- READING PASSAGE
----------
I first encountered Esme's work on Rookie. Her comics were one of my favorite parts of the site. She made topics like death and depression digestible for twelve-year-old me, and helped me to understand my teen angst, and taught me how to play the ukulele, and introduced me to the art of Leonora Carrington.

Whereas most of the Rookie writers felt like cool older sisters, Esme felt more like a cool best friend, like she was going through the same things I was. I still visit the Rookie archives quite often, and as much as I love Rookie, I must admit that I've sort of outgrown most of the content. But when I look at Esme's comics, I feel just as profoundly affected by them now as I did seven years ago, and not in like a nostalgic, remembering how much they meant to me sort of way. There every bit as relevant to my life now as they were then, maybe even more. I started combing through her comics for Rookie so I could link to the ones that impacted me the most, but I found myself spending hours looking through her drawings and articles all over again and getting invested in the stories the same way I did when I was younger. Her carefully-chosen words really pack a punch, and everything about her work feels inviting and welcoming, I never felt intimidated by her comics, or like I had to understand every single facet of what she was talking about in order to enjoy her work. I'm in awe of how she tackles such tough subjects in such an accessible way.


My first introduction to Esme's work was via Rookie, but she's also done illustrations for Vice, bringing to life articles about everything from Daddy Yankee to what it's like to be a queer, femme K-Pop fan. Even though her art for Vice is marvelous, I still think her work shines brightest when she's telling her own story, or at least those pieces of hers are the ones that inspire me the most. Even though I hesitate to consider myself an artist, Esme's comics about her personal life have motivated me to be more honest and open about my own life in my work. After binging her comics, I stared off into space for a while, just absorbing what I had consumed, and then I was filled with the overwhelming urge to create.
----------
Please reproduce the whole piece about Esme's comics above, word for word.
----------
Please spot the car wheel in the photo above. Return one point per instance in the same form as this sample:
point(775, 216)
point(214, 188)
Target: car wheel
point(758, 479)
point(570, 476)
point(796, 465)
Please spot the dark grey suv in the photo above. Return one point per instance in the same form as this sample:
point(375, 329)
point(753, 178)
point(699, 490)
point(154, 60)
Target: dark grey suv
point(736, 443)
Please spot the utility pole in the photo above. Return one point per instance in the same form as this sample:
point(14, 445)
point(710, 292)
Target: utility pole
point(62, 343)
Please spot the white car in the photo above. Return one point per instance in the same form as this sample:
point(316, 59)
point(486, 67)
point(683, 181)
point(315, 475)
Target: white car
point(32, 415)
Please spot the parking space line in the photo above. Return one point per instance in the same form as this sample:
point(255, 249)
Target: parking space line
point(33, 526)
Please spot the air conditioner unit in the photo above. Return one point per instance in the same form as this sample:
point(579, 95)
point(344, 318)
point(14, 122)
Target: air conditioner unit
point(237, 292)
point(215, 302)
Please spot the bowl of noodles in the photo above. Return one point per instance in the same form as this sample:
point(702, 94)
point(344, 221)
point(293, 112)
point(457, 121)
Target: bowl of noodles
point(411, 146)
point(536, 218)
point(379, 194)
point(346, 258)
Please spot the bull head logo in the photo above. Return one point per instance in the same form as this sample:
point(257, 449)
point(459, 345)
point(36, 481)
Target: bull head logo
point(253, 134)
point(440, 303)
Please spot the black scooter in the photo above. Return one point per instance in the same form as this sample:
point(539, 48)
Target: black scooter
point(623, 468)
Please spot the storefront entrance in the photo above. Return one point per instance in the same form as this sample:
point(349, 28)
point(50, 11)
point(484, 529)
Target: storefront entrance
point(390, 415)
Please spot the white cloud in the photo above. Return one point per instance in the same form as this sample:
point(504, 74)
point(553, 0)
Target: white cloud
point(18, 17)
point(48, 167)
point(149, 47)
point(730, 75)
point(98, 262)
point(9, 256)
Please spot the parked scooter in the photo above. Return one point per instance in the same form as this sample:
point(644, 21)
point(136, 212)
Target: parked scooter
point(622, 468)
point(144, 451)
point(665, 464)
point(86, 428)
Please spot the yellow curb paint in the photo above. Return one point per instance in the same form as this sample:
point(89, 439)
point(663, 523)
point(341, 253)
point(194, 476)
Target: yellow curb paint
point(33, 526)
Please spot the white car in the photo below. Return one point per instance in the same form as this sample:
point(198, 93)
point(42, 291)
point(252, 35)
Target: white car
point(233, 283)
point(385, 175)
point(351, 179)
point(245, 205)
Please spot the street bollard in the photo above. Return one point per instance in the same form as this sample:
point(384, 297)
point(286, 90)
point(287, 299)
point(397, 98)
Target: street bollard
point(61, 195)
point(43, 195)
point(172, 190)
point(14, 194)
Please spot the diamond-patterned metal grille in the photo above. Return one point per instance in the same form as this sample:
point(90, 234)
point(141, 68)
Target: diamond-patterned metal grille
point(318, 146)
----------
- WRITTEN RESPONSE
I first encountered Esme's work on Rookie. Her comics were one of my favorite parts of the site. She made topics like death and depression digestible for twelve-year-old me, and helped me to understand my teen angst, and taught me how to play the ukulele, and introduced me to the art of Leonora Carrington.

Whereas most of the Rookie writers felt like cool older sisters, Esme felt more like a cool best friend, like she was going through the same things I was. I still visit the Rookie archives quite often, and as much as I love Rookie, I must admit that I've sort of outgrown most of the content. But when I look at Esme's comics, I feel just as profoundly affected by them now as I did seven years ago, and not in like a nostalgic, remembering how much they meant to me sort of way. There every bit as relevant to my life now as they were then, maybe even more. I started combing through her comics for Rookie so I could link to the ones that impacted me the most, but I found myself spending hours looking through her drawings and articles all over again and getting invested in the stories the same way I did when I was younger. Her carefully-chosen words really pack a punch, and everything about her work feels inviting and welcoming, I never felt intimidated by her comics, or like I had to understand every single facet of what she was talking about in order to enjoy her work. I'm in awe of how she tackles such tough subjects in such an accessible way.


My first introduction to Esme's work was via Rookie, but she's also done illustrations for Vice, bringing to life articles about everything from Daddy Yankee to what it's like to be a queer, femme K-Pop fan. Even though her art for Vice is marvelous, I still think her work shines brightest when she's telling her own story, or at least those pieces of hers are the ones that inspire me the most. Even though I hesitate to consider myself an artist, Esme's comics about her personal life have motivated me to be more honest and open about my own life in my work. After binging her comics, I stared off into space for a while, just absorbing what I had consumed, and then I was filled with the overwhelming urge to create.